• _What this task involves_
Please copy exactly every line from the one that contains "[segment] dark blurred foliage" to the end of the data below, with both ends included and no other lines.
*** Opening of Record set ***
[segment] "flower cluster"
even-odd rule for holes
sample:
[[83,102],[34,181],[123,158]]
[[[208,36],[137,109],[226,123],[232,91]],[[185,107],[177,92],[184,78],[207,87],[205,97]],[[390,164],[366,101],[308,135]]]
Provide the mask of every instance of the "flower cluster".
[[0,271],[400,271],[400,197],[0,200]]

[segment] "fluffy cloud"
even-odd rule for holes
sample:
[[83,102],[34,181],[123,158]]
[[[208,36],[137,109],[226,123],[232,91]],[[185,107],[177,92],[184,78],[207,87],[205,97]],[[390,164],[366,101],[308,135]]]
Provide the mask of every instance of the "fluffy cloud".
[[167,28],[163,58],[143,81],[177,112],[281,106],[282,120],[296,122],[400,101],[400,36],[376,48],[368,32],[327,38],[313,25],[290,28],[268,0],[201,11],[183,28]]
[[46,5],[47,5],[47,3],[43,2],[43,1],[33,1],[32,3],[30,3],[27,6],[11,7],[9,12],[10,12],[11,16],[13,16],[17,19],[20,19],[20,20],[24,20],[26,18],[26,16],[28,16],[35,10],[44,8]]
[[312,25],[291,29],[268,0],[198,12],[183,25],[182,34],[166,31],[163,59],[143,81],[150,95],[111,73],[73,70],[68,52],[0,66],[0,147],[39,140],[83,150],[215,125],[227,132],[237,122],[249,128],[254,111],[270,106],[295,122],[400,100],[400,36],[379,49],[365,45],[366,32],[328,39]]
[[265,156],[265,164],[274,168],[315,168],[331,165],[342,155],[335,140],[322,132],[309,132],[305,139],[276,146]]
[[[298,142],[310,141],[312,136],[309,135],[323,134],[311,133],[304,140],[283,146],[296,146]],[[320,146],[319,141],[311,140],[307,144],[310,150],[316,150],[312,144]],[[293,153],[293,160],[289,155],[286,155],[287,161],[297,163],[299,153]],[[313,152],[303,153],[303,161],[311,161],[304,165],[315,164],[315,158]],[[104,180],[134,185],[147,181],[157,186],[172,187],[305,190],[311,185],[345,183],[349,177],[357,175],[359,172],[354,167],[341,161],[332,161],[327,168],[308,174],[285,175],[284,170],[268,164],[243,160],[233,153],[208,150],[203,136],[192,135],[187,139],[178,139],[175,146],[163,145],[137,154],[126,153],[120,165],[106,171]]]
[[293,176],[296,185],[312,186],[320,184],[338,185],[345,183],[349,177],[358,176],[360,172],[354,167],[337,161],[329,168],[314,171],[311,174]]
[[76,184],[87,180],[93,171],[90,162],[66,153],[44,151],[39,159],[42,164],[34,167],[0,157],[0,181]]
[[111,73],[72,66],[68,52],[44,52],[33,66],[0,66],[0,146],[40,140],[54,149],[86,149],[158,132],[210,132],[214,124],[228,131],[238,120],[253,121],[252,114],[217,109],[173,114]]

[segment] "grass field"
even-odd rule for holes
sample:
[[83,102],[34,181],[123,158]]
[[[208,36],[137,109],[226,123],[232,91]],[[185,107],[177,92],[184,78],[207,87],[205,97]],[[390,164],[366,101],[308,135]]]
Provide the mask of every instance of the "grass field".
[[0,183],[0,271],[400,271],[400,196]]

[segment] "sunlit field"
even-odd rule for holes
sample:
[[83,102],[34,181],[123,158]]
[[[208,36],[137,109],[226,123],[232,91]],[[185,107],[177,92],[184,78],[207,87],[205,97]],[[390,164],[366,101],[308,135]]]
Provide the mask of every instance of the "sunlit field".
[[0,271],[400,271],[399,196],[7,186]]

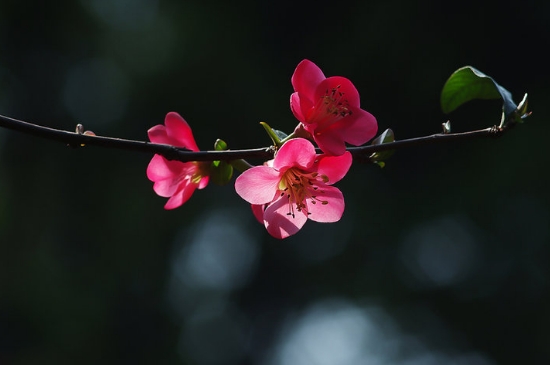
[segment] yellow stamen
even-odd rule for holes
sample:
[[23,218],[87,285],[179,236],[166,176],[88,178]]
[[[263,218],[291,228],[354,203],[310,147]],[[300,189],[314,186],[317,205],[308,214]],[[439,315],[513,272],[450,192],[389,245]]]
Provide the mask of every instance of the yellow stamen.
[[340,91],[340,85],[325,92],[325,95],[319,98],[314,106],[315,112],[310,123],[317,123],[316,134],[336,123],[340,119],[352,114],[349,102],[344,98],[344,93]]
[[326,175],[319,175],[317,172],[305,172],[299,168],[290,168],[282,176],[279,181],[279,190],[281,197],[287,196],[288,213],[287,215],[295,217],[295,212],[308,212],[308,200],[311,204],[320,202],[322,205],[327,205],[328,201],[321,200],[317,197],[318,194],[323,194],[323,190],[319,189],[319,184],[326,184],[329,181]]

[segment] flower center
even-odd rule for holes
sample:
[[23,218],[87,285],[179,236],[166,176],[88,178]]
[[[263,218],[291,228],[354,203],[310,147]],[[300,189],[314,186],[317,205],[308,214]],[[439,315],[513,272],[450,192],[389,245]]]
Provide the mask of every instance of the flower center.
[[317,100],[314,115],[311,119],[312,123],[318,125],[315,131],[316,134],[321,134],[323,129],[352,114],[349,102],[344,98],[344,94],[340,91],[340,85],[338,85],[331,90],[327,89],[325,95]]
[[208,175],[207,165],[203,162],[185,162],[179,176],[175,179],[174,184],[180,184],[182,181],[187,181],[186,184],[199,184],[201,179]]
[[322,195],[323,190],[319,189],[320,185],[328,182],[326,175],[319,175],[317,172],[304,172],[298,168],[288,169],[282,176],[279,182],[279,190],[281,197],[286,195],[288,199],[287,215],[295,217],[296,212],[303,212],[306,215],[308,212],[308,200],[311,204],[322,205],[328,204],[328,201],[321,200],[318,195]]

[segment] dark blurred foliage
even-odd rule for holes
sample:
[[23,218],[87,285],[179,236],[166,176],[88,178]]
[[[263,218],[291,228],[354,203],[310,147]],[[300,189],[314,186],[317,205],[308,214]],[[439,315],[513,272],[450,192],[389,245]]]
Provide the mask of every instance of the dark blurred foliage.
[[0,2],[0,113],[54,128],[145,140],[177,111],[203,149],[268,145],[304,58],[397,139],[498,124],[441,113],[464,65],[533,110],[354,165],[342,221],[282,242],[231,184],[164,211],[151,156],[2,129],[0,363],[549,363],[549,24],[543,1]]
*** Close of Record set ***
• _Written solution_
[segment] dark blurred foliage
even-odd rule for holes
sample:
[[23,218],[87,285],[179,236],[166,176],[88,178]]
[[[263,218],[291,228],[354,203],[310,147]],[[300,189],[314,186],[317,205],[308,214]],[[439,315],[513,272],[450,192],[389,245]]]
Provide the mask of every instance of the dark blurred foliage.
[[0,2],[0,113],[54,128],[145,140],[177,111],[203,149],[268,145],[304,58],[397,139],[498,124],[441,113],[464,65],[533,110],[354,165],[342,221],[282,242],[231,184],[164,211],[151,156],[2,129],[0,363],[549,363],[549,24],[543,1]]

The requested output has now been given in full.